→ **Work instruction 1**
Name every person the passage on reusable cloth pads identifies by name.
→ **Work instruction 2**
Duplicate the section of the passage on reusable cloth pads starting with "The two-meter piece" and going on through "a menstrual pad.".

→ **Provided text**
**********
Another tailor Joseph Rwamugambo who makes and sells pads with his wife says they make the
cloths pads not only to generate income, but to spread an ecological awareness of the value of
reusable cloth pads.
Rwamugambo explains that they purchase the materials from wholesalers in Kigali at a cost of
roughly Rwf12,000 (US$ 12) while the plastic costs around Rwf6,000 to Rwf7000 (US$6-7) and
they are all imported.
The two-meter piece of cotton produces 20 – 25 reusable pads depending on sizes cut out.
Rwamugambo notes that they make different types and the cost also range between Rwf500 to
Rwf 700 (US$0.5 – 0.7).
Since Twisenge started using the reusable pads skipping school is no longer an option and
attends all other school as well as social activities promptly.
Josiane Mukandayisenga a mother of two who lives in Murundi sector says that before, she
needed to use three disposable pads per day which is 5/28 days. She needed at least 180
disposable pads per year.

It became easier for Mukandayisenga after switching to reusable pads because she now spends
less than half of what she used to and doesn’t miss any of her engagements due to lack of money
to purchase a menstrual pad.
Alice Mutesi, a single mother from the Mwibiza Sector notes, “I wish I was a boy. I opted for
reusable because they don’t irritate, smell or itch. “They’re comfortable to use, not only
economical and environmentally friendly, but can be used for around 3-4months if they’re rinsed
well.”
**********
→ **Data records**
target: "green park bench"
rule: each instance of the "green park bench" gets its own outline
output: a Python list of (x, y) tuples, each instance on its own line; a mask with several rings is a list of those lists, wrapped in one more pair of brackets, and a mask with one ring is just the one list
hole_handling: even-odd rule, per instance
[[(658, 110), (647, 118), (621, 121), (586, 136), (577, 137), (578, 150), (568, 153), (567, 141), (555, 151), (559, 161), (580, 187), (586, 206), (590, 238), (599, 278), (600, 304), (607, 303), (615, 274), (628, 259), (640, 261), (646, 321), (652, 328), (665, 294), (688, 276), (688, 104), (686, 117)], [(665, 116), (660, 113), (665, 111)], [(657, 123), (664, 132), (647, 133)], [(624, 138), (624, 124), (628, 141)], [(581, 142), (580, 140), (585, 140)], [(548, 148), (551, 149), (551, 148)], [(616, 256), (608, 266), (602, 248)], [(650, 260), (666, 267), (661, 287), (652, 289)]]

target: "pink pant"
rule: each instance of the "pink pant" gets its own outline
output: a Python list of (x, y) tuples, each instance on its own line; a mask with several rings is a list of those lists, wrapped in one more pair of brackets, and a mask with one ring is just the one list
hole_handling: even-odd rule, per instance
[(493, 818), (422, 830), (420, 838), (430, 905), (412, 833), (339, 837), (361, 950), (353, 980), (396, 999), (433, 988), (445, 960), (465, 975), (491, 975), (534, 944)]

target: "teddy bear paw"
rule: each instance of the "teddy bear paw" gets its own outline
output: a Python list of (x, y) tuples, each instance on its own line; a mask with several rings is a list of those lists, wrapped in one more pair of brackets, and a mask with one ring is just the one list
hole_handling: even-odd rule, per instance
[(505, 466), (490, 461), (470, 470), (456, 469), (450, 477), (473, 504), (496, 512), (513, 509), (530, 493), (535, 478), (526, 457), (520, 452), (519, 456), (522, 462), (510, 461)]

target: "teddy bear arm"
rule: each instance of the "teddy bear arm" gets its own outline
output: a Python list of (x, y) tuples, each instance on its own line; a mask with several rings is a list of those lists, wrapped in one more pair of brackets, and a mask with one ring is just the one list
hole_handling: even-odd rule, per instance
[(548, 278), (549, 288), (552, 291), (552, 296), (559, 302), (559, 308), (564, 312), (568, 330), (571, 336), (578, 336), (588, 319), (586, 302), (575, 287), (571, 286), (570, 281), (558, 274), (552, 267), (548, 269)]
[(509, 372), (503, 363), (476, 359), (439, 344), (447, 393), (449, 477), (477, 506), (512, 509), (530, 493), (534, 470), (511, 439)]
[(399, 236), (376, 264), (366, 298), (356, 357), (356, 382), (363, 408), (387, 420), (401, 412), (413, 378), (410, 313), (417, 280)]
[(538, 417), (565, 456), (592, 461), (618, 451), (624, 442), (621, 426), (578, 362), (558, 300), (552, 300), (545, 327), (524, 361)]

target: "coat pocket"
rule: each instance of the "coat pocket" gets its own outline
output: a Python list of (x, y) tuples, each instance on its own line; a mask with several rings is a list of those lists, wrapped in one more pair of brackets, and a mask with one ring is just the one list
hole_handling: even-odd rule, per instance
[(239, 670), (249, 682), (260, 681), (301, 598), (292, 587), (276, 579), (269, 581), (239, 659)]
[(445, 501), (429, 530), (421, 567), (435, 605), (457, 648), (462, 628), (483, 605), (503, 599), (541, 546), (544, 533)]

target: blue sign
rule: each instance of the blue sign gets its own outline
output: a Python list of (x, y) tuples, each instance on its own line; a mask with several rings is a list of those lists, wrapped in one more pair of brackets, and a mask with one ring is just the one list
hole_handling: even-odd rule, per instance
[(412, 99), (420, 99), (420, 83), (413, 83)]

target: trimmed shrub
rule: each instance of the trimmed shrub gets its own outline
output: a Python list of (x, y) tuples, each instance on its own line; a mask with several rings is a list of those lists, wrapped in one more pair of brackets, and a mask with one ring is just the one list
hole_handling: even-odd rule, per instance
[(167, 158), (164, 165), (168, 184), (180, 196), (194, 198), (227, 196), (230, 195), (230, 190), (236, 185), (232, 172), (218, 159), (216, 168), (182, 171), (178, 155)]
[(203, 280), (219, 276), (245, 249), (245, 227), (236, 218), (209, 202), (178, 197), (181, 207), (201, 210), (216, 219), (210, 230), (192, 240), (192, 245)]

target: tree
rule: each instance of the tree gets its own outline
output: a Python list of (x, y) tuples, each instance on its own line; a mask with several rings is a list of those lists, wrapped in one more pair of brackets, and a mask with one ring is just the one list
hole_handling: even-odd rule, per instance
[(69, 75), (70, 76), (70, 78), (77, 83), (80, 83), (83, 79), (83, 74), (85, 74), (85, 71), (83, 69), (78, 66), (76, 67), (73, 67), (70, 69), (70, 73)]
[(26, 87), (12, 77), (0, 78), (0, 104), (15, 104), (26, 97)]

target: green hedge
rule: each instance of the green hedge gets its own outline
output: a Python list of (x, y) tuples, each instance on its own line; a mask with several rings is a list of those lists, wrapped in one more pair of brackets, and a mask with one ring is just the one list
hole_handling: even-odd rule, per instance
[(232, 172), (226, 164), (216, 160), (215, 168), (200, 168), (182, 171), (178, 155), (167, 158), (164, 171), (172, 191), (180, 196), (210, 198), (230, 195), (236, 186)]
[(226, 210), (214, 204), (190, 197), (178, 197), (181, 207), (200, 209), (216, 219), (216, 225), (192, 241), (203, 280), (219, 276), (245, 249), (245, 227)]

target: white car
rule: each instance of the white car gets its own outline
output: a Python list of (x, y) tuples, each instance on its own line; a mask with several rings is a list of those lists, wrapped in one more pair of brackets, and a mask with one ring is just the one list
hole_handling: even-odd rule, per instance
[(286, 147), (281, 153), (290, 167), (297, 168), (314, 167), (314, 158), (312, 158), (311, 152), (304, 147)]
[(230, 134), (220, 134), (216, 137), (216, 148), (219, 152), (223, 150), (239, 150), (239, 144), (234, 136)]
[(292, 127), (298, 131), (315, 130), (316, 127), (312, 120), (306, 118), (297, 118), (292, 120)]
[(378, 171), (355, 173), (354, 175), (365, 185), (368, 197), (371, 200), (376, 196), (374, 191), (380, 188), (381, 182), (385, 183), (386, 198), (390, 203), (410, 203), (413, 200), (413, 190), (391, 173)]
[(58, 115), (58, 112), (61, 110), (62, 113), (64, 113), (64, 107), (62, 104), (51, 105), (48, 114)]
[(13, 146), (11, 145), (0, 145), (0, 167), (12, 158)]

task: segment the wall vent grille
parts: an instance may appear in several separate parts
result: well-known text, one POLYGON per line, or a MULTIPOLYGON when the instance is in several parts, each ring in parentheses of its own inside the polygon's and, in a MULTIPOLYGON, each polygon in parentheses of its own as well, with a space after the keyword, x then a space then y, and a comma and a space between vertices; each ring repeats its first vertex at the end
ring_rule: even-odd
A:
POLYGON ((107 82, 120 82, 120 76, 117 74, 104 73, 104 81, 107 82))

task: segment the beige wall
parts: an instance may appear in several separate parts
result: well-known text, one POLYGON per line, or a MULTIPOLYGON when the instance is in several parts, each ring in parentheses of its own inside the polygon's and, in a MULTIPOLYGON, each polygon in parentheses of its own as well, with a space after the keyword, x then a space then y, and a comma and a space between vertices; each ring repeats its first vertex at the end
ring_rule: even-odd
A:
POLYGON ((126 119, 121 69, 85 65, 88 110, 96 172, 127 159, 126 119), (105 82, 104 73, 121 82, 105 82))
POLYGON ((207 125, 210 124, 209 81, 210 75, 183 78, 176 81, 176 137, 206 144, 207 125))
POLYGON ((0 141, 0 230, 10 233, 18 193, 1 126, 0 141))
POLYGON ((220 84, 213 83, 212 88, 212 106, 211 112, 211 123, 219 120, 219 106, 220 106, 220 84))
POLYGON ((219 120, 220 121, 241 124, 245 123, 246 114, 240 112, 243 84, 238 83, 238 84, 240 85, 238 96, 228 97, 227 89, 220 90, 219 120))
**********
→ **Solution 1**
Joseph Rwamugambo, Twisenge, Josiane Mukandayisenga, Alice Mutesi

→ **Solution 2**
The two-meter piece of cotton produces 20 – 25 reusable pads depending on sizes cut out.
Rwamugambo notes that they make different types and the cost also range between Rwf500 to
Rwf 700 (US$0.5 – 0.7).
Since Twisenge started using the reusable pads skipping school is no longer an option and
attends all other school as well as social activities promptly.
Josiane Mukandayisenga a mother of two who lives in Murundi sector says that before, she
needed to use three disposable pads per day which is 5/28 days. She needed at least 180
disposable pads per year.

It became easier for Mukandayisenga after switching to reusable pads because she now spends
less than half of what she used to and doesn’t miss any of her engagements due to lack of money
to purchase a menstrual pad.